**Activity**
Transcribe the data. Leave out nothing.
━━ Data supplied ━━
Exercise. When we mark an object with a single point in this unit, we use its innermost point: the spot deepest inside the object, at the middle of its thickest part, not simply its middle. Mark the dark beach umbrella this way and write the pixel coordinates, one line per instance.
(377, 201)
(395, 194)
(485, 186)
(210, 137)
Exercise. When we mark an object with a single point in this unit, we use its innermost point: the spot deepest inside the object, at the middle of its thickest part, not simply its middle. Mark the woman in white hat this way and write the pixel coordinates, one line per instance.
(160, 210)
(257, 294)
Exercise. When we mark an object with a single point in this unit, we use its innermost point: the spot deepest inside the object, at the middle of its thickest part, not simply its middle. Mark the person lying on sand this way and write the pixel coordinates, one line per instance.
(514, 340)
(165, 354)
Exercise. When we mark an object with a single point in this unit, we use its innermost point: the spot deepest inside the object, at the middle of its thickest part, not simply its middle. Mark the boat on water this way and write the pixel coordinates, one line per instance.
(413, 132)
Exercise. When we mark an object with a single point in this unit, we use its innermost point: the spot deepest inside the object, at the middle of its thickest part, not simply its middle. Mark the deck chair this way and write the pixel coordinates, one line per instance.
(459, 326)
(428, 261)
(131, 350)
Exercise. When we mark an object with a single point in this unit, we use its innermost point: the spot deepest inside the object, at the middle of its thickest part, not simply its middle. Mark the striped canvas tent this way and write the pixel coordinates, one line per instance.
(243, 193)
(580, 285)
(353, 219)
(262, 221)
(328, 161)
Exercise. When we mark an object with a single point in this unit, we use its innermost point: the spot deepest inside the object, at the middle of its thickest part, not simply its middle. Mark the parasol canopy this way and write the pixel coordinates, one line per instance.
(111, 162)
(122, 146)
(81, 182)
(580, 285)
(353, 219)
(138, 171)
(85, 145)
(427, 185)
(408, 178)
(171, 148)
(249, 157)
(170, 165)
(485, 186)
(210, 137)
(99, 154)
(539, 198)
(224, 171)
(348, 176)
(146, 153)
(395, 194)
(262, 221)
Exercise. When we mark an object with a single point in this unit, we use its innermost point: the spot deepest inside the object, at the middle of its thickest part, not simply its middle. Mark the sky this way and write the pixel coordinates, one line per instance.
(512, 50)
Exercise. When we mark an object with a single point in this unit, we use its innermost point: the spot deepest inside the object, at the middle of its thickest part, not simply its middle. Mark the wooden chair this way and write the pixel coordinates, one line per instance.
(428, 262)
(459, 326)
━━━
**Final answer**
Exercise. When we mark an object with a single point in this unit, we use its innermost point: the spot deepest inside the object, at the middle of its thickest part, not simply its middle. Mark the dark beach umbrella this way and write the pixel coordinates, one line per instance.
(377, 201)
(395, 194)
(485, 186)
(210, 137)
Exercise. When we mark an object with a single point in this unit, we use its innermost point: the spot deepest inside the object, at the middle of its thickest part, not simply its middle. Mark the woman in white hat this way and write the pixel coordinates, one line per instance.
(160, 210)
(257, 294)
Exercise. When we mark an object with a single point in this unit, we use its innermost point: the spot deepest inside the object, at the middle of its thickest part, not simply its middle. Mark the person lying on sand this way and write the pixel coordinates, one line per instance.
(514, 340)
(165, 354)
Exercise. When we mark an object with a single point in this unit, we use its innermost point: the spot deepest inside the object, at the middle of its thickest part, not simply its middle. Mark the boat on water this way and write the pixel coordinates, one line per instance.
(413, 132)
Exercise. When we mark an object with a single point in this unit, we use its innermost point: the spot deepest inside the object, at the middle of its thickest part, not simply its middle. Mark the deck chair this way and write the pixel coordinates, one line per instance.
(459, 326)
(428, 261)
(131, 350)
Exercise. When we mark an object with a single point in this unit, we use its innermost point: the spot deepest inside the object, at the middle of its thickest part, not simply its middle. Mark the striped canvas tent this way and write the pixel coordinates, one line per instance.
(243, 193)
(580, 285)
(353, 219)
(262, 221)
(328, 161)
Exercise. When we mark an object with a single point in this unit, we use its innermost point: the spot deepest inside the object, at the middle of its thickest part, not simply its middle. Mark the parasol canopy this way and write the pixel coordinates, one line per instance.
(111, 162)
(122, 146)
(81, 182)
(580, 285)
(353, 219)
(138, 171)
(85, 145)
(427, 185)
(408, 178)
(171, 148)
(249, 157)
(170, 165)
(485, 186)
(210, 137)
(99, 154)
(539, 198)
(224, 171)
(348, 176)
(146, 153)
(395, 194)
(262, 221)
Exercise. When we mark an object with a single point in this unit, we use its innermost point: the spot deepest inside the object, at the middle of its thickest part, not simply its middle. Mark the sky this way and write the pixel coordinates, one line per instance.
(512, 50)
Exercise. When we mark an object with a single point in this unit, we use its innermost point: the spot deepest inside the object, at the middle of its thickest part, not simply its middle. Mark the wooden chair this way and write the pixel coordinates, one line per instance.
(428, 262)
(459, 326)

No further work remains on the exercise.